- [Task details]: Whenever a line carries the word "below", pull it out of the entries.

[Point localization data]
#####
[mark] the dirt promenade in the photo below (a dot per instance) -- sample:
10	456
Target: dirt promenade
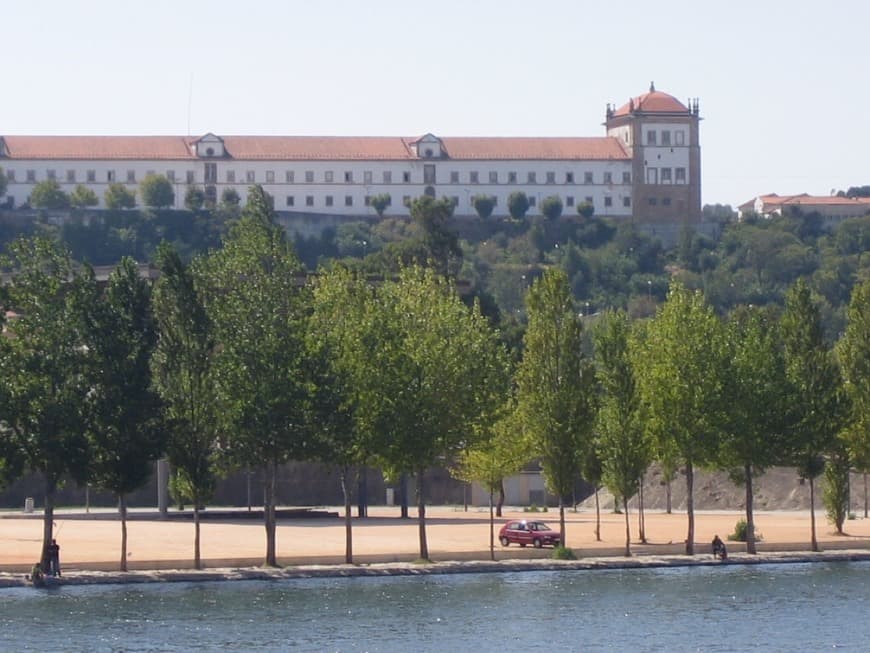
93	543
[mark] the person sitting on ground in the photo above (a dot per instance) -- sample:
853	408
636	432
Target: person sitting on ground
719	548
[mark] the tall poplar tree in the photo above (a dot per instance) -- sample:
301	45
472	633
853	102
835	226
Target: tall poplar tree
556	385
254	299
181	368
680	367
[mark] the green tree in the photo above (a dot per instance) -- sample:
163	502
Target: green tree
156	191
44	378
380	203
431	376
556	385
853	352
440	241
621	443
83	197
551	207
181	368
816	398
118	196
253	299
518	204
123	411
48	195
194	198
753	439
483	204
680	368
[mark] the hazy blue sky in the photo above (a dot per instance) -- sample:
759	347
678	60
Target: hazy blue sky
783	85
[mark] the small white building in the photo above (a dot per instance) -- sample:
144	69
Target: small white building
646	167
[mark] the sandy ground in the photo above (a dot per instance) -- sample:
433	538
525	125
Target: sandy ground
453	534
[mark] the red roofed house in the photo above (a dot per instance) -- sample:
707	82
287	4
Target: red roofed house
833	208
647	167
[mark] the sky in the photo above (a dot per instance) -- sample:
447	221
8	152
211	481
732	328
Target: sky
782	85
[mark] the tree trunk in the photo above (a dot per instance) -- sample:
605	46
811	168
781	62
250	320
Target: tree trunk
491	527
814	545
348	528
598	517
690	508
421	516
269	484
47	523
750	516
641	513
122	508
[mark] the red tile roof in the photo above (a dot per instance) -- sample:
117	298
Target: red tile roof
285	148
652	102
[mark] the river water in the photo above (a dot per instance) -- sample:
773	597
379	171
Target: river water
789	607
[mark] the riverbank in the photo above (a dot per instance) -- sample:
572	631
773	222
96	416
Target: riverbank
161	550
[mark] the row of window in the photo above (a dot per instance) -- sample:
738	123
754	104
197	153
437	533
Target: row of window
210	177
666	175
663	137
329	200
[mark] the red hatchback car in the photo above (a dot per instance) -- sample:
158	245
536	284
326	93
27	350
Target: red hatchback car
523	532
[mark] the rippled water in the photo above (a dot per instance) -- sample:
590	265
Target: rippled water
801	607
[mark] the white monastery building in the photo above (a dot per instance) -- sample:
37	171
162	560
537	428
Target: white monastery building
647	167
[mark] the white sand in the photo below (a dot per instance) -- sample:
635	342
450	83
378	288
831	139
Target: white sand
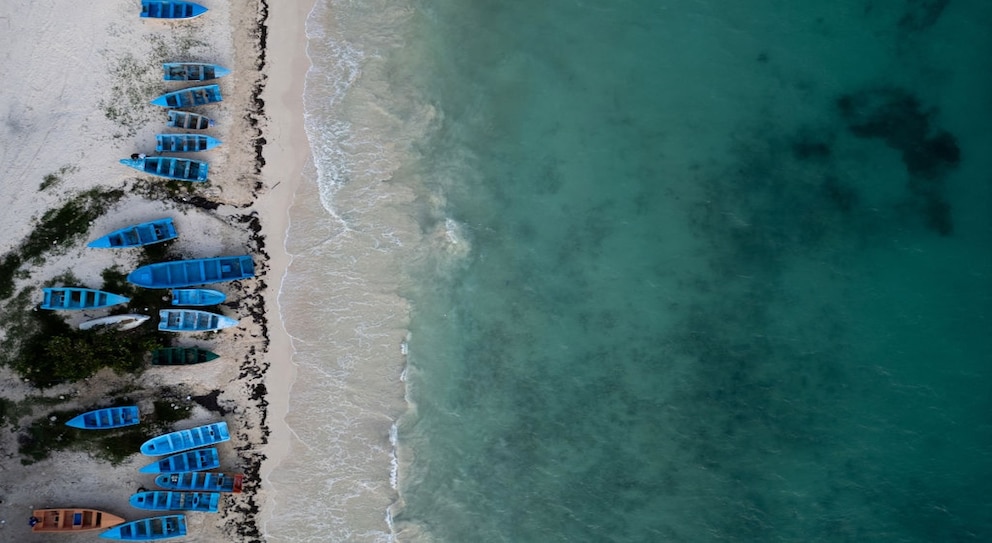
74	102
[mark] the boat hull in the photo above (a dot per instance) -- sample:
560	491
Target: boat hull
159	500
184	143
203	481
181	356
137	235
106	418
75	299
192	320
197	460
180	169
149	529
187	273
184	440
190	97
197	297
151	9
188	121
72	520
192	71
116	322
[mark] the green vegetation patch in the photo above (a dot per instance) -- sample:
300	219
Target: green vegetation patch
49	433
56	231
42	348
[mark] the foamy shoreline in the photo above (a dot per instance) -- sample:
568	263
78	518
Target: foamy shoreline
286	154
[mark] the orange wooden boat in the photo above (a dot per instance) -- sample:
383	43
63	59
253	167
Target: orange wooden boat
72	520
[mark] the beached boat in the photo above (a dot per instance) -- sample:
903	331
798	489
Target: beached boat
197	296
192	71
165	500
72	520
190	97
201	480
180	169
197	460
181	356
106	418
192	320
115	322
170	9
149	529
137	235
198	271
75	298
184	143
184	440
188	121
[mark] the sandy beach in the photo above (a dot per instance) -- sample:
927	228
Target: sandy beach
76	101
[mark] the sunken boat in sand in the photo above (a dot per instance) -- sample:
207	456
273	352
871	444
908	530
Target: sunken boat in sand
182	356
77	298
192	71
115	322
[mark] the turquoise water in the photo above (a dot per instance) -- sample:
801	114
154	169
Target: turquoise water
727	275
642	271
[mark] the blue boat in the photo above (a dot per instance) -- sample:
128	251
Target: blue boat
137	235
188	121
181	169
196	460
192	320
190	97
192	71
201	480
74	298
184	440
164	9
149	529
106	418
198	271
197	296
164	500
184	143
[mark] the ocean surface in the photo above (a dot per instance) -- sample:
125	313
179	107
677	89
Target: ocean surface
642	271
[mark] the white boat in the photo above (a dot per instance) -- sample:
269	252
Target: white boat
117	322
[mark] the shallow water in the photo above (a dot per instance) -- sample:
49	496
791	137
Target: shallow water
716	271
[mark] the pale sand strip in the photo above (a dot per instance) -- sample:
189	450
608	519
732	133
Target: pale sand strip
286	154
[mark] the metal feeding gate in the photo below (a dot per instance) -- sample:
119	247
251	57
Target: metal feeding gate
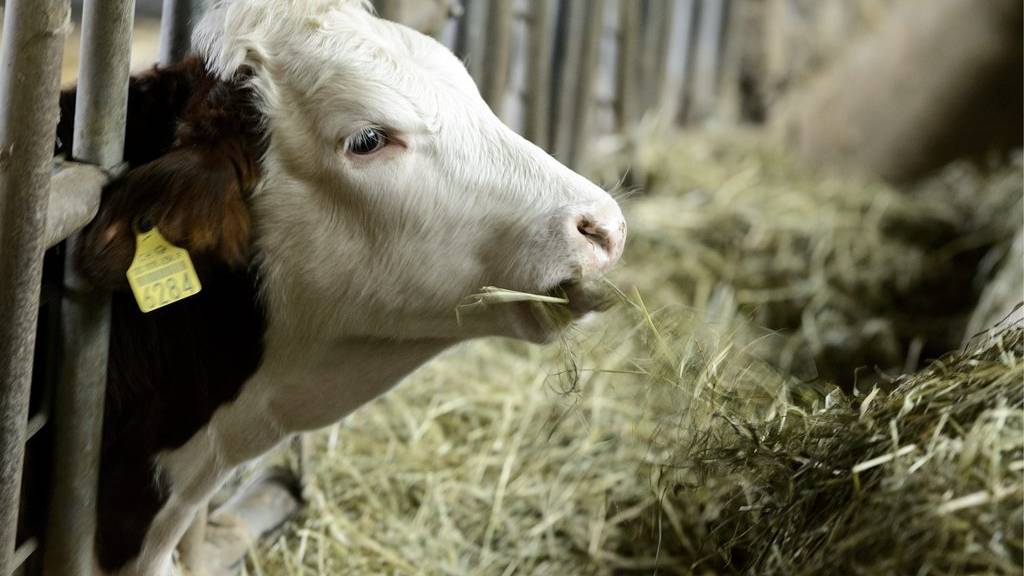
561	72
53	329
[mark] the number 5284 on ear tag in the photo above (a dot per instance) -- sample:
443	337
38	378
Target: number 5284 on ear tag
161	273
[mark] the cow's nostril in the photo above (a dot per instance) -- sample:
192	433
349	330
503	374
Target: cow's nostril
602	229
593	232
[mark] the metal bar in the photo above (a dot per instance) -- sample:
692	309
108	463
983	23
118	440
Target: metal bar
30	81
74	201
176	24
78	404
36	424
539	72
25	551
387	9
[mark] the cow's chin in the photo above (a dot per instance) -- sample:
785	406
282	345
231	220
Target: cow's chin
539	323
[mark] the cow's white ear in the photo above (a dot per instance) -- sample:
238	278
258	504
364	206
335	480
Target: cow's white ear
231	35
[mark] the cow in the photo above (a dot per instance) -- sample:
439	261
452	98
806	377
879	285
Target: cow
341	187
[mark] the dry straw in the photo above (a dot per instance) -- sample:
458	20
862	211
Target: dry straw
687	432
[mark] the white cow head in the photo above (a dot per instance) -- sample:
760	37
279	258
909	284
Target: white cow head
390	190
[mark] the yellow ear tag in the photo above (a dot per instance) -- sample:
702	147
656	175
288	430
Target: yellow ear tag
161	273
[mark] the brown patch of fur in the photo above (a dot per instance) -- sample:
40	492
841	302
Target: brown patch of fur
195	192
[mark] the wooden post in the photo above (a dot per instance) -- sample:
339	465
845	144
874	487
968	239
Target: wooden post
677	62
708	58
585	19
655	29
628	65
497	55
540	55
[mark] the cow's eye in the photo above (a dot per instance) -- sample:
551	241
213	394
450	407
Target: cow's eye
367	141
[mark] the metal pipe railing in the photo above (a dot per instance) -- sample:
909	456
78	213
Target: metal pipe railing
30	81
78	403
75	192
176	24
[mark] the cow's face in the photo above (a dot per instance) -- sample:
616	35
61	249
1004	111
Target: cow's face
390	191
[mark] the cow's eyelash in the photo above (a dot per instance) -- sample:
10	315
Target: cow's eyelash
367	140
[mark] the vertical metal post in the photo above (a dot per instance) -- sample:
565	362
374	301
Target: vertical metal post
30	81
78	407
176	23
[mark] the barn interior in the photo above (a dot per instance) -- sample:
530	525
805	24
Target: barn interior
816	359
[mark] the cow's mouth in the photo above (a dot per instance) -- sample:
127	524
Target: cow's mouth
545	321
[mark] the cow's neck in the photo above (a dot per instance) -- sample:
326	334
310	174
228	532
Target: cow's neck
309	385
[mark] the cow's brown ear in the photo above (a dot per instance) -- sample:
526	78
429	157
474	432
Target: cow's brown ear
196	196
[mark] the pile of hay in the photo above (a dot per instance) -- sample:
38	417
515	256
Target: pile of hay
671	437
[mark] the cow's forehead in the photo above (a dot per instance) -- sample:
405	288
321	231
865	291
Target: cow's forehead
341	57
381	54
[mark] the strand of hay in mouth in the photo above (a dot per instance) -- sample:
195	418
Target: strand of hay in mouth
680	446
551	311
675	452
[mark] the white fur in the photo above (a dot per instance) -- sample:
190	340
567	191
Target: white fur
364	259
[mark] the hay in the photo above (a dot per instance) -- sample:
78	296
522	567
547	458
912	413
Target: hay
674	439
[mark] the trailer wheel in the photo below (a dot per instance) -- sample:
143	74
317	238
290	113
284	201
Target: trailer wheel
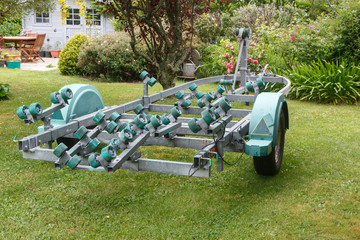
270	165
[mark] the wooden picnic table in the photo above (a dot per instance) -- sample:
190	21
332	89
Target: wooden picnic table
19	41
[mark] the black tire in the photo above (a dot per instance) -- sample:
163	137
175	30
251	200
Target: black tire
270	165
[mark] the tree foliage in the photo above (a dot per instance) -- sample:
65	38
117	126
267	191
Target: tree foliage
14	9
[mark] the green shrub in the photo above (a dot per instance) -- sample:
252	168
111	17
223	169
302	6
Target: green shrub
10	28
325	82
69	55
4	91
348	41
110	56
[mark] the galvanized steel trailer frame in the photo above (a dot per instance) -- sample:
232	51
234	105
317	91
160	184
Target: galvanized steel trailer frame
172	135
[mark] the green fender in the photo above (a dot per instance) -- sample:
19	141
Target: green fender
264	123
86	99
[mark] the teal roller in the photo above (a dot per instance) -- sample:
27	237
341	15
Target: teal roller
92	160
193	126
200	103
54	97
180	94
21	111
139	108
208	115
114	117
122	126
125	136
156	121
175	111
93	144
60	149
99	116
66	93
193	87
74	161
35	109
226	82
111	127
140	121
114	142
225	104
108	153
81	132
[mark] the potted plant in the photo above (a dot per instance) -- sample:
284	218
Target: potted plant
47	53
42	52
56	51
11	54
14	63
2	61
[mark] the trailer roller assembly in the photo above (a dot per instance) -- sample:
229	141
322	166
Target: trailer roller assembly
91	136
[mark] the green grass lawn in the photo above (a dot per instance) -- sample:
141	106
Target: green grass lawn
316	195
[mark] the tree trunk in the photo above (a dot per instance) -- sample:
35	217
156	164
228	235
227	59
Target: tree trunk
166	76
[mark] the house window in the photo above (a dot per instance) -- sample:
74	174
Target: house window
42	17
74	17
92	17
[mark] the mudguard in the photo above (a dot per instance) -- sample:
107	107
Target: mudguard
86	99
264	123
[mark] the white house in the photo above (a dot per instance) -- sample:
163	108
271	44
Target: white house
51	24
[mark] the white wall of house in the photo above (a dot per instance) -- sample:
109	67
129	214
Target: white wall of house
57	32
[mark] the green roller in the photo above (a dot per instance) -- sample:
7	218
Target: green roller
260	83
99	116
93	144
226	82
21	111
164	119
186	104
193	126
139	108
130	128
111	127
199	95
193	87
208	115
151	81
143	75
54	97
92	160
114	117
60	149
122	126
200	103
180	94
147	117
210	96
74	161
81	132
220	89
225	104
35	109
125	136
249	87
108	153
156	121
175	111
140	121
66	93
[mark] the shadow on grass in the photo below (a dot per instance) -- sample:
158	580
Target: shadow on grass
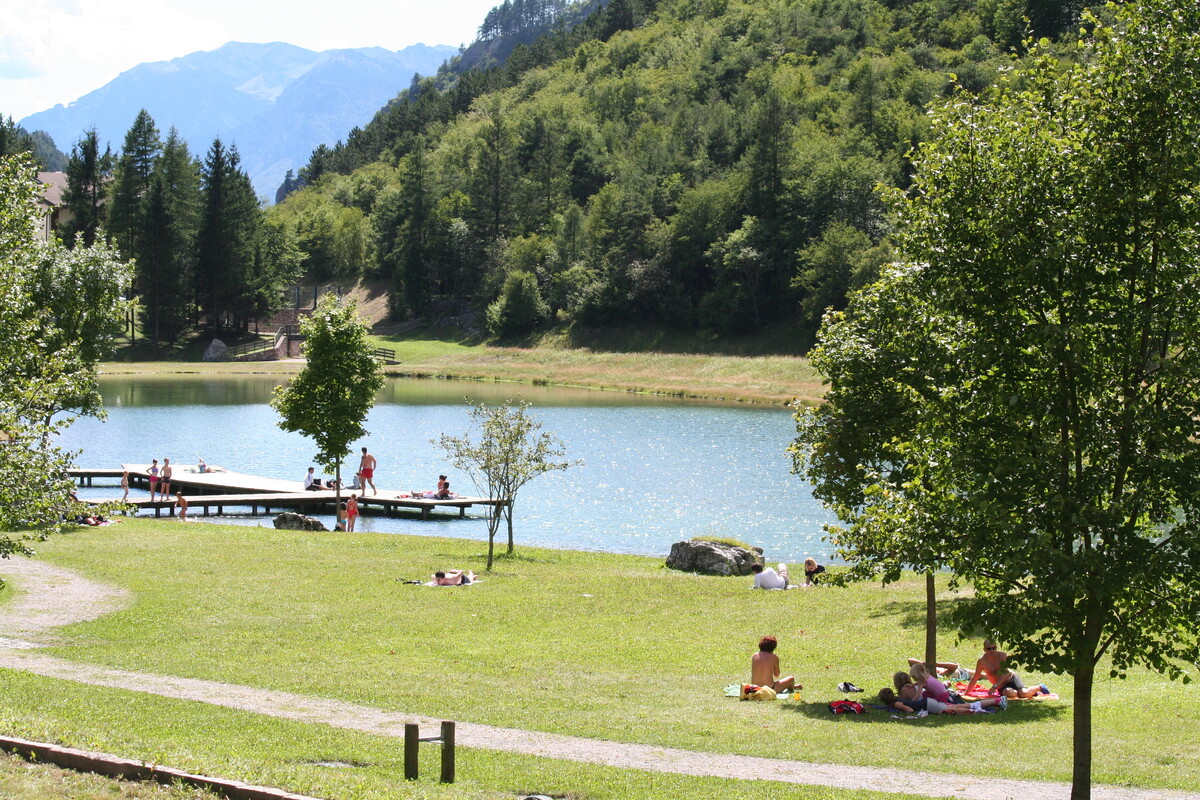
1019	713
911	614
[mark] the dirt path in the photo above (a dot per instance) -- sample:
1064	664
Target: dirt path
52	596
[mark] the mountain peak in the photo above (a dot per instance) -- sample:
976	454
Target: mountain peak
233	91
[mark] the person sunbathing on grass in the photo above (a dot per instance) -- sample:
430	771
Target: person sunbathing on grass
1003	680
454	577
765	667
910	702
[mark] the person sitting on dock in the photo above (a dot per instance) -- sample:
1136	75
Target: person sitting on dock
311	482
454	577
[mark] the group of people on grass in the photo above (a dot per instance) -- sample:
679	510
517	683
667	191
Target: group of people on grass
917	691
766	577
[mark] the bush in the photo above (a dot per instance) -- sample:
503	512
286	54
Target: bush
520	308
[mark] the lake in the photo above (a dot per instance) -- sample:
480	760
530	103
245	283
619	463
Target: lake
655	470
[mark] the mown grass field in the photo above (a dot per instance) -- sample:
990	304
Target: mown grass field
579	643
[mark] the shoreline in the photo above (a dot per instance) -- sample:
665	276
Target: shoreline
#####
- [Task output]:
[mark] the dirt promenade in the photo below (a dot per instance) -- sample:
[mark] the white sand in the photo below (a dot per instance) -- sample:
[mark] the metal feeding gate in the photo below (a dot per instance) -- sample:
[mark] the trailer wheel in the photo below (a dot per instance) -- sample:
[mark] the shadow on grass in the photo below (a dot per instance) -- sample:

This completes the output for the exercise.